__Recorded data__:
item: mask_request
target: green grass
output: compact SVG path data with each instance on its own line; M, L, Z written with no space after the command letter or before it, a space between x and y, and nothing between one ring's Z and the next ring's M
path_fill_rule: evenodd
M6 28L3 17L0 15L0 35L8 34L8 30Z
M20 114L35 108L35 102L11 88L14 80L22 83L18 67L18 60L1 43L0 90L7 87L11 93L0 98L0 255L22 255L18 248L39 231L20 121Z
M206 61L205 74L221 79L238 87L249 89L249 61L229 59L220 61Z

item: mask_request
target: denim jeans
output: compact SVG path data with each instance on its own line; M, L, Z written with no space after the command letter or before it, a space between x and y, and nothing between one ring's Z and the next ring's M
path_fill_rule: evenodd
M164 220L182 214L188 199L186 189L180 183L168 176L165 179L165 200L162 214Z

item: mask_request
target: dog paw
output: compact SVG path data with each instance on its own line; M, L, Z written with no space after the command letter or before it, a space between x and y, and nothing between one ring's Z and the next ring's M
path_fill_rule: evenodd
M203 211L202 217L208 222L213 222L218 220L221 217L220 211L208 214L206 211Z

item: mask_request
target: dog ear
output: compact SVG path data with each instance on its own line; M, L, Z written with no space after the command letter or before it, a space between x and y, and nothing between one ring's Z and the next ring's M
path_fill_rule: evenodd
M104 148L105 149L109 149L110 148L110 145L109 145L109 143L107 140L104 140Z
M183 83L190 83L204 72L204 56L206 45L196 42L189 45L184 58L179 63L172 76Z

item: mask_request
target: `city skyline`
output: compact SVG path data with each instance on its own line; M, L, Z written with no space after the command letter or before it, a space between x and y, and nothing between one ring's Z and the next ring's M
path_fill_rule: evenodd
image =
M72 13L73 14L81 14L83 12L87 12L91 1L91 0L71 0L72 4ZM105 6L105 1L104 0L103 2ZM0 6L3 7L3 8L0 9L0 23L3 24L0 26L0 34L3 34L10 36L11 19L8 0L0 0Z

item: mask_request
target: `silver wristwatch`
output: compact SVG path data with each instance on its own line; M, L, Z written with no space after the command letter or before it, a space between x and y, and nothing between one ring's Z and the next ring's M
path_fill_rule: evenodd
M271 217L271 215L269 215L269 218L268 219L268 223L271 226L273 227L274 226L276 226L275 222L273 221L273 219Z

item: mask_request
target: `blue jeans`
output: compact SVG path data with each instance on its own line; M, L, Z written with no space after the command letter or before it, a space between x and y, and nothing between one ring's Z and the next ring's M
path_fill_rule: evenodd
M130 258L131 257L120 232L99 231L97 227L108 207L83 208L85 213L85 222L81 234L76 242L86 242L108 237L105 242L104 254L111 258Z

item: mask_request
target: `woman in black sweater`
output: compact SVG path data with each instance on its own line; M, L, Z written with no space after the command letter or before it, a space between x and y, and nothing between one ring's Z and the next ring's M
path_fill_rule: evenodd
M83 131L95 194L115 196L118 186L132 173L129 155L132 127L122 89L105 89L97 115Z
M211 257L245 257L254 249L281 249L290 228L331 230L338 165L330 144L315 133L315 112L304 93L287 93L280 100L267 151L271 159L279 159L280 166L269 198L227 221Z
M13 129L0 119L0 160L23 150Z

__What is being asked__: Copy every one of the lines above, reproducing each character without any change.

__Completed task__:
item: mask_request
target: green grass
output: compact SVG path data with each instance on its own line; M, L, Z written with no space after the command letter or before it, a space between x and y, and nothing between one ring's Z and the next ring's M
path_fill_rule: evenodd
M6 28L3 17L0 15L0 35L8 34L8 30Z
M20 114L35 108L35 102L11 88L14 80L22 83L18 67L18 60L1 43L0 90L7 87L11 93L0 98L0 255L22 255L18 248L39 231L20 121Z
M206 61L205 74L221 79L238 87L249 89L249 61L229 59L220 61Z

item: mask_request
target: denim jeans
output: compact SVG path data with each instance on its own line; M, L, Z written with no space after the command letter or before it, a space between x and y, and nothing between one ring's Z and the next ring's M
path_fill_rule: evenodd
M164 220L182 214L188 199L186 189L180 183L168 176L165 179L165 200L162 214Z

item: mask_request
target: dog paw
output: compact SVG path data with each instance on its own line; M, L, Z written with no space after the command letter or before it, a space between x and y, and nothing between one ring's Z and the next ring's M
path_fill_rule: evenodd
M203 211L202 217L208 222L213 222L218 220L221 217L220 211L208 214L206 211Z

item: mask_request
target: dog ear
output: compact SVG path data with each instance on its own line; M, L, Z written with no space after the command letter or before it, a space between x and y, and nothing between one ring's Z and the next ring's M
path_fill_rule: evenodd
M104 148L105 149L109 149L110 148L110 145L109 145L109 143L107 140L104 140Z
M183 83L190 83L204 72L204 56L206 45L196 42L189 45L184 58L179 63L172 76Z

item: mask_request
target: `city skyline`
output: compact SVG path data with each instance on its own line; M, L, Z written with no space after the command letter or before it, a space between x and y, and nothing between one ring's Z and the next ring's M
path_fill_rule: evenodd
image =
M72 13L73 14L81 14L83 12L87 12L91 1L91 0L71 0L72 4ZM105 6L105 1L104 0L103 2ZM0 6L3 7L3 8L0 9L0 23L3 24L0 26L0 34L3 34L10 36L11 19L8 0L0 0Z

item: mask_request
target: `silver wristwatch`
output: compact SVG path data with each instance on its own line; M, L, Z written with no space after the command letter or before it, a space between x and y, and nothing between one ring's Z and the next ring's M
path_fill_rule: evenodd
M271 217L271 215L269 215L269 218L268 219L268 223L271 226L273 227L274 226L276 226L275 222L273 221L273 219Z

item: mask_request
target: `blue jeans`
output: compact SVG path data with each instance on its own line; M, L, Z written with no space after the command letter or before it, a space between x and y, and nothing between one ring's Z and the next ring's M
path_fill_rule: evenodd
M130 258L131 257L120 232L99 231L97 227L108 207L83 208L85 213L85 222L81 234L76 242L86 242L108 237L105 242L104 254L111 258Z

item: mask_request
target: `woman in black sweater`
output: compact SVG path data with each instance on its own line; M, L, Z written with no space after the command letter or before it, a space between x and y, and nothing between one ring's Z and the next ring's M
path_fill_rule: evenodd
M83 131L95 194L115 196L118 186L132 173L129 155L132 127L122 89L105 89L97 115Z
M211 257L245 257L254 249L281 249L290 228L331 230L338 165L330 144L315 133L315 112L304 93L287 93L280 100L267 151L271 159L279 159L280 166L269 198L227 221Z
M13 129L0 119L0 160L23 150Z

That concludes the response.